EXERCISE
Repeat the listing that follows, character for character, minus the pictures.

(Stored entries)
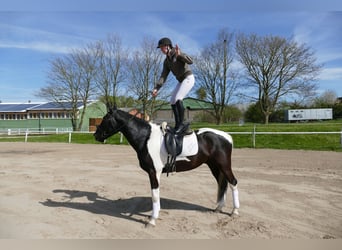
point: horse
(214, 149)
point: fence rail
(46, 131)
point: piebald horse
(214, 149)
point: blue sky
(33, 32)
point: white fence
(254, 133)
(35, 132)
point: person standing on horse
(178, 63)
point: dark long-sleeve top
(178, 65)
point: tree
(144, 72)
(326, 100)
(71, 81)
(276, 67)
(111, 68)
(214, 74)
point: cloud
(36, 39)
(331, 74)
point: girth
(173, 144)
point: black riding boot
(176, 115)
(179, 118)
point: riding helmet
(164, 41)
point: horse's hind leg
(235, 196)
(226, 175)
(222, 185)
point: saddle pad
(190, 145)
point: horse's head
(108, 127)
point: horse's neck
(136, 131)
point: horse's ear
(111, 108)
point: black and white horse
(214, 149)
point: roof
(14, 107)
(192, 104)
(20, 107)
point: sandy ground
(59, 191)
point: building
(54, 117)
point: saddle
(173, 144)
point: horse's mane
(129, 116)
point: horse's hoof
(217, 210)
(235, 213)
(149, 225)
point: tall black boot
(180, 119)
(176, 115)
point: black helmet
(164, 41)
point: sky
(34, 32)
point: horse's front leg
(154, 180)
(236, 202)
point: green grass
(326, 142)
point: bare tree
(214, 74)
(276, 67)
(71, 83)
(144, 72)
(111, 68)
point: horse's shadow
(120, 208)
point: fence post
(121, 138)
(26, 135)
(254, 136)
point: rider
(178, 63)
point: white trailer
(308, 114)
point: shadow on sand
(120, 208)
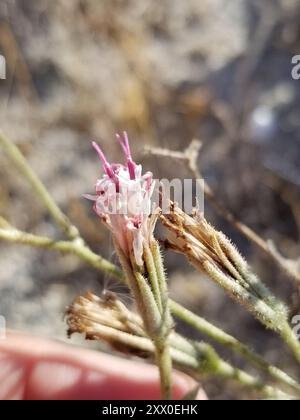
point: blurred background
(166, 71)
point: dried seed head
(214, 254)
(107, 319)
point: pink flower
(123, 201)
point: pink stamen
(124, 142)
(106, 166)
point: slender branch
(231, 342)
(197, 322)
(202, 360)
(77, 248)
(190, 156)
(81, 250)
(21, 163)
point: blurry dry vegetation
(167, 71)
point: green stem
(21, 163)
(199, 323)
(231, 342)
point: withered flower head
(123, 201)
(212, 253)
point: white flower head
(123, 201)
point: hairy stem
(88, 256)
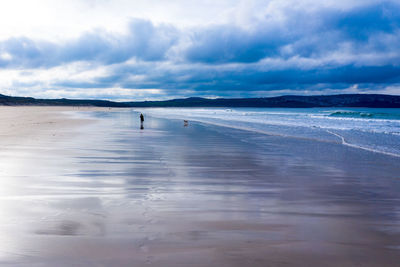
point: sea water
(373, 129)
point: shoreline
(201, 195)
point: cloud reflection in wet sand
(169, 195)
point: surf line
(361, 147)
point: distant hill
(289, 101)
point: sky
(157, 49)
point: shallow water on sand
(202, 195)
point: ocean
(373, 129)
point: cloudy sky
(156, 49)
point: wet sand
(89, 188)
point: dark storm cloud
(313, 48)
(144, 41)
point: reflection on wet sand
(200, 195)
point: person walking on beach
(141, 121)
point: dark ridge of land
(288, 101)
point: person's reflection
(141, 121)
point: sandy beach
(87, 187)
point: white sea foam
(375, 130)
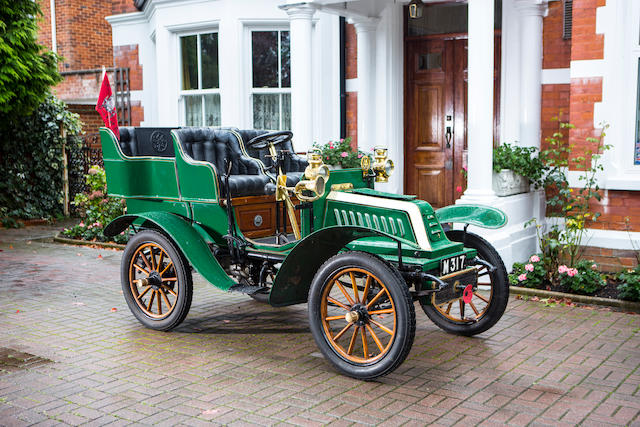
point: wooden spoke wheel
(361, 315)
(155, 281)
(486, 302)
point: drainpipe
(343, 79)
(54, 42)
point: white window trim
(251, 26)
(620, 23)
(182, 93)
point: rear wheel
(361, 315)
(488, 301)
(156, 282)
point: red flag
(106, 107)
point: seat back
(215, 146)
(293, 163)
(146, 141)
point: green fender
(482, 216)
(292, 283)
(192, 245)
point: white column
(531, 13)
(365, 34)
(480, 102)
(301, 88)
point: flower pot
(507, 183)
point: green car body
(180, 196)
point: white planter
(507, 183)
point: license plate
(452, 265)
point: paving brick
(537, 366)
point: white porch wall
(156, 31)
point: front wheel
(156, 281)
(361, 315)
(488, 302)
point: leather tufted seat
(293, 166)
(145, 141)
(216, 145)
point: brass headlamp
(382, 166)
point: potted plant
(339, 154)
(515, 169)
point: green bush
(630, 288)
(530, 275)
(96, 209)
(31, 161)
(521, 160)
(583, 279)
(340, 153)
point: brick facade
(84, 41)
(556, 51)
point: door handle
(448, 124)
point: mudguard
(292, 283)
(192, 245)
(481, 216)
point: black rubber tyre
(363, 288)
(491, 301)
(163, 301)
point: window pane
(189, 53)
(266, 111)
(193, 110)
(212, 110)
(286, 111)
(209, 60)
(285, 60)
(264, 58)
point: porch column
(480, 102)
(531, 14)
(366, 44)
(301, 89)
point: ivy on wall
(31, 168)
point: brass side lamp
(317, 175)
(382, 167)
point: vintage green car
(250, 215)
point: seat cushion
(248, 185)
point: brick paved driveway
(66, 357)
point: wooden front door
(435, 119)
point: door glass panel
(209, 59)
(189, 51)
(193, 110)
(430, 61)
(264, 55)
(212, 110)
(446, 18)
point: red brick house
(439, 90)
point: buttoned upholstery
(294, 165)
(215, 146)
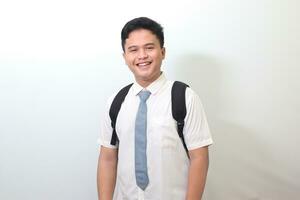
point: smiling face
(143, 55)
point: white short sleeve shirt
(167, 160)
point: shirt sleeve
(196, 130)
(105, 128)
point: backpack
(178, 109)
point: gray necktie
(141, 174)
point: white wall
(60, 60)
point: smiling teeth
(143, 64)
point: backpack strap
(114, 111)
(179, 108)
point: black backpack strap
(179, 108)
(114, 111)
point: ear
(163, 52)
(124, 56)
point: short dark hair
(142, 23)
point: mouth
(143, 64)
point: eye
(132, 50)
(149, 47)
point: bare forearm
(197, 176)
(106, 178)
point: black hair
(142, 23)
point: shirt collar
(153, 87)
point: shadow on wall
(241, 165)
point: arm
(197, 173)
(106, 173)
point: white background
(61, 59)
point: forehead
(141, 37)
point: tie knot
(144, 95)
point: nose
(142, 54)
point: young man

FINAL RESULT
point: horse
(214, 149)
point: fence rail
(46, 131)
point: piebald horse
(214, 149)
point: blue sky
(33, 32)
point: white fence
(254, 133)
(35, 132)
point: person standing on horse
(178, 63)
point: dark long-sleeve top
(178, 65)
point: tree
(144, 72)
(326, 100)
(71, 81)
(276, 67)
(111, 68)
(214, 74)
point: cloud
(36, 39)
(331, 74)
point: girth
(173, 144)
point: black riding boot
(176, 115)
(179, 118)
point: riding helmet
(164, 41)
point: horse's hind leg
(235, 196)
(226, 175)
(222, 185)
point: saddle pad
(190, 145)
point: horse's head
(108, 127)
point: horse's neck
(136, 131)
point: horse's ear
(111, 108)
point: black and white horse
(214, 149)
point: roof
(14, 107)
(192, 104)
(20, 107)
point: sandy ground
(59, 191)
point: building
(54, 117)
point: saddle
(173, 144)
point: horse's mane
(129, 116)
point: horse's hoof
(217, 210)
(235, 213)
(149, 225)
point: tall black boot
(180, 119)
(176, 115)
point: black helmet
(164, 41)
point: sky
(34, 32)
point: horse's front leg
(154, 180)
(236, 202)
point: green grass
(326, 142)
point: bare tree
(214, 74)
(276, 67)
(71, 83)
(144, 72)
(111, 68)
point: horse's shadow
(120, 208)
point: fence post
(121, 138)
(26, 135)
(254, 136)
point: rider
(178, 63)
point: white trailer
(308, 114)
point: shadow on sand
(120, 208)
point: blurred background
(166, 71)
point: dried seed head
(214, 254)
(107, 319)
point: pink flower
(123, 201)
point: pink stamen
(124, 142)
(106, 166)
point: slender branch
(231, 342)
(197, 322)
(202, 360)
(77, 248)
(190, 156)
(81, 250)
(21, 163)
point: blurry dry vegetation
(167, 71)
point: green stem
(21, 163)
(199, 323)
(231, 342)
point: withered flower head
(123, 201)
(212, 253)
point: white flower head
(123, 201)
point: hairy stem
(88, 256)
point: sea water
(373, 129)
point: shoreline
(201, 195)
point: cloud reflection in wet sand
(169, 195)
point: surf line
(361, 147)
point: distant hill
(289, 101)
point: sky
(157, 49)
point: shallow water on sand
(202, 195)
point: ocean
(373, 129)
point: cloudy sky
(156, 49)
point: wet sand
(89, 188)
point: dark storm cloud
(313, 48)
(144, 41)
point: reflection on wet sand
(200, 195)
point: person walking on beach
(141, 121)
point: dark ridge of land
(288, 101)
point: person's reflection
(141, 121)
point: sandy beach
(87, 187)
point: white sea foam
(375, 130)
point: wooden spoke wheel
(361, 315)
(155, 281)
(486, 302)
point: drainpipe
(343, 79)
(54, 42)
point: white window trim
(251, 26)
(620, 23)
(182, 93)
point: rear wheel
(361, 315)
(488, 301)
(156, 282)
point: red flag
(106, 107)
point: seat back
(215, 146)
(293, 163)
(146, 141)
point: green fender
(482, 216)
(292, 283)
(192, 245)
point: white column
(531, 13)
(365, 34)
(480, 102)
(301, 88)
point: flower pot
(507, 183)
point: green car body
(180, 196)
point: white planter
(507, 183)
point: license plate
(452, 265)
point: paving brick
(537, 366)
point: white porch wall
(156, 31)
point: front wheel
(156, 281)
(361, 315)
(488, 302)
point: leather tufted seat
(293, 166)
(145, 141)
(216, 145)
point: brass headlamp
(382, 166)
point: potted plant
(339, 154)
(515, 169)
point: green bush
(630, 288)
(530, 275)
(96, 209)
(31, 161)
(521, 160)
(583, 279)
(340, 153)
point: brick facade
(84, 41)
(556, 51)
point: door handle
(448, 124)
point: mudguard
(292, 283)
(192, 245)
(481, 216)
point: black rubber tyre
(363, 288)
(491, 301)
(163, 301)
point: window pane
(189, 53)
(266, 111)
(193, 110)
(212, 110)
(286, 111)
(209, 60)
(285, 60)
(264, 58)
point: porch column
(480, 102)
(531, 14)
(366, 44)
(301, 89)
point: ivy on wall
(31, 168)
point: brass side lamp
(317, 175)
(382, 167)
point: vintage green car
(250, 215)
point: seat cushion
(248, 185)
point: brick paved driveway
(66, 357)
point: wooden front door
(435, 119)
point: door glass panel
(209, 59)
(189, 51)
(193, 110)
(430, 61)
(264, 55)
(212, 110)
(446, 18)
point: red brick house
(439, 90)
point: buttoned upholstery
(294, 165)
(215, 146)
point: smiling face
(143, 55)
point: white short sleeve shirt
(167, 160)
point: shirt sleeve
(196, 130)
(105, 128)
point: backpack
(178, 109)
point: gray necktie
(141, 174)
point: white wall
(60, 60)
point: smiling teeth
(143, 64)
point: backpack strap
(114, 111)
(179, 108)
point: black backpack strap
(179, 108)
(114, 111)
point: ear
(163, 52)
(124, 56)
point: short dark hair
(142, 23)
point: mouth
(143, 64)
point: eye
(132, 50)
(149, 47)
point: bare forearm
(197, 176)
(106, 178)
point: black hair
(142, 23)
point: shirt collar
(153, 87)
point: shadow on wall
(241, 165)
point: arm
(197, 173)
(106, 173)
point: white background
(61, 59)
point: forehead
(141, 37)
point: tie knot
(144, 95)
point: nose
(142, 54)
point: young man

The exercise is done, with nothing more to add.